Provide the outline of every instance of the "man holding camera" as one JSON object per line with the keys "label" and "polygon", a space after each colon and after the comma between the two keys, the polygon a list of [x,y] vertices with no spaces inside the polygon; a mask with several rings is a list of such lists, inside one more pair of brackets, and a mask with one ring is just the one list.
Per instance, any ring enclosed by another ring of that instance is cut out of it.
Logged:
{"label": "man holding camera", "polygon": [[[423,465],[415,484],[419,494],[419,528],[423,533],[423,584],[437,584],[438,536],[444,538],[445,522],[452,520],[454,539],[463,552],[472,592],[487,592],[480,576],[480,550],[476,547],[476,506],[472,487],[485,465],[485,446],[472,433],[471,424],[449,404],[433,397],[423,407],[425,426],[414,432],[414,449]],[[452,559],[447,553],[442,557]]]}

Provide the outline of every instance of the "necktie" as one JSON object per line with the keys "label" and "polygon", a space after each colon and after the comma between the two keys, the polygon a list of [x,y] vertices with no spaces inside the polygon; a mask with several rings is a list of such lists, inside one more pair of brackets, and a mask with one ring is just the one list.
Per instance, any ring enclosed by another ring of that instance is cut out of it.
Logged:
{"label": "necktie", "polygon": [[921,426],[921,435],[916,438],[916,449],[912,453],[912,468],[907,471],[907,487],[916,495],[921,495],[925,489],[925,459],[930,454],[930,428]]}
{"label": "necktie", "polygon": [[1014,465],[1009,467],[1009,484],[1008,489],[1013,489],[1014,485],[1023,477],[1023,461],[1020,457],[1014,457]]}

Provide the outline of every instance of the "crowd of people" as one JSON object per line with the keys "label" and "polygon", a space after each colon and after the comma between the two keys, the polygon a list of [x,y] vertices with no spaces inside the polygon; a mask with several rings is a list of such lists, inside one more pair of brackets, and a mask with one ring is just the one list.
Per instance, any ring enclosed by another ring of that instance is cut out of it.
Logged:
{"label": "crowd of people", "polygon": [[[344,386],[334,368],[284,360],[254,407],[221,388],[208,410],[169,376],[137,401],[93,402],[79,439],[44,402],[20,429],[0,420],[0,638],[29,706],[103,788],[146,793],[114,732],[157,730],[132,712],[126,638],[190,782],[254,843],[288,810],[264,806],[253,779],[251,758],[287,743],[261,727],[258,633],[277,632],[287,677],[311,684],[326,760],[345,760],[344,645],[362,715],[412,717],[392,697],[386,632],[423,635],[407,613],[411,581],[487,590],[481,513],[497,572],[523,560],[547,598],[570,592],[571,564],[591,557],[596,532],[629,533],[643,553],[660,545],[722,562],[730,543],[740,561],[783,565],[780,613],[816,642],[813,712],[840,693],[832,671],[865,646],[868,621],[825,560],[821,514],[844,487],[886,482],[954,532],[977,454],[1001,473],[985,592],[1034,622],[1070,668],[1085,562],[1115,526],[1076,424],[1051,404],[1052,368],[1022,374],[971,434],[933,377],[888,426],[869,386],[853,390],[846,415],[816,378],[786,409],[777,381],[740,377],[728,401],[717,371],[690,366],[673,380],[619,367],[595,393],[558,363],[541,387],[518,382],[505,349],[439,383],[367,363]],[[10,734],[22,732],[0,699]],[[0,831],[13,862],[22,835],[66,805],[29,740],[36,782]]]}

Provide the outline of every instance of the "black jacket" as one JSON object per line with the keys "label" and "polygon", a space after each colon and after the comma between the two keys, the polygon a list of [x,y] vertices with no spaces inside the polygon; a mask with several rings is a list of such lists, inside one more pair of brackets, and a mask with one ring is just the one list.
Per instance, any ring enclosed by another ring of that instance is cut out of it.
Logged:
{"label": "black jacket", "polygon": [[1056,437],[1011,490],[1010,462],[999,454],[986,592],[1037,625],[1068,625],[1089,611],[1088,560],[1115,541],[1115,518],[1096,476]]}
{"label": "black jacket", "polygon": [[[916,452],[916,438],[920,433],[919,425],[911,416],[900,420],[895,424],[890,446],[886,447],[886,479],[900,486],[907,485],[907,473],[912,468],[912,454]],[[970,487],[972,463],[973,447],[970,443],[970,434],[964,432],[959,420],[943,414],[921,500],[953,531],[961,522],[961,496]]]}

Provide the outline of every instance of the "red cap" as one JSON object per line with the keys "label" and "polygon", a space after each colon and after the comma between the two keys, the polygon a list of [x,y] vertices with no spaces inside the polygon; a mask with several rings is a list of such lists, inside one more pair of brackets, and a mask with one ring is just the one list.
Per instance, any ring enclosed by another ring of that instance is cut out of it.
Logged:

★ ★ ★

• O que fazer
Quantas linhas dos dados acima contêm a sequência "JSON", levando em conta maiúsculas e minúsculas? Responda somente com o número.

• Resposta do exercício
5